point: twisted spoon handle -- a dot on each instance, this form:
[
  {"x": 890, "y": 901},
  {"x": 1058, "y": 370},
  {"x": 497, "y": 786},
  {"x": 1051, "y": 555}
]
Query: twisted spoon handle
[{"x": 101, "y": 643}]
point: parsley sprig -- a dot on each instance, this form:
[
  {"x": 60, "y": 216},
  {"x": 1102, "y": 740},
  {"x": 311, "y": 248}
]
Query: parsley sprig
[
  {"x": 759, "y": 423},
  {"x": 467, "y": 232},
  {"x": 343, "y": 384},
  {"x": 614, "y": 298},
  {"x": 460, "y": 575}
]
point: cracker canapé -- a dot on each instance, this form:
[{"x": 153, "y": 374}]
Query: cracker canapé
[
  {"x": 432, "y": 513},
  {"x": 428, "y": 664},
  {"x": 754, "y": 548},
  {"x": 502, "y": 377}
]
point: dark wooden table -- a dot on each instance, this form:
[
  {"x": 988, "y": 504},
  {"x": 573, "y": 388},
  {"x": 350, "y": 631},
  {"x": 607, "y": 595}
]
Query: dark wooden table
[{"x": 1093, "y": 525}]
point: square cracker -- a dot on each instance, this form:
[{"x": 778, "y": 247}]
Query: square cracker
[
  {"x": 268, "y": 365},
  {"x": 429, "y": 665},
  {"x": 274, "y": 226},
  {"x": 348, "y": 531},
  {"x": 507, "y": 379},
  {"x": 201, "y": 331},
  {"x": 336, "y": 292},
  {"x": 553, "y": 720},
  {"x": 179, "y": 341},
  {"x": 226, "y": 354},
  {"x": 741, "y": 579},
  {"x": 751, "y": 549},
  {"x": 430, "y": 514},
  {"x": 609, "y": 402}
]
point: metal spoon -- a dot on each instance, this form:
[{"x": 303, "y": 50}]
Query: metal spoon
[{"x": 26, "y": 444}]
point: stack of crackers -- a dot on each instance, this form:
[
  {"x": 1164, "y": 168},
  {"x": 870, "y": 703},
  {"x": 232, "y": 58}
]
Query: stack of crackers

▸ **What you are asked to do**
Would you quote, exactly and only, the lines from the one containing "point: metal spoon" to the end of the entries?

▸ **Response to the task**
point: metal spoon -- a dot on each instance, this form:
[{"x": 303, "y": 50}]
Query: metal spoon
[{"x": 26, "y": 444}]
point: stack of crackers -- a dot on each instance, this form:
[
  {"x": 1164, "y": 168},
  {"x": 870, "y": 703},
  {"x": 232, "y": 58}
]
Query: stack of crackers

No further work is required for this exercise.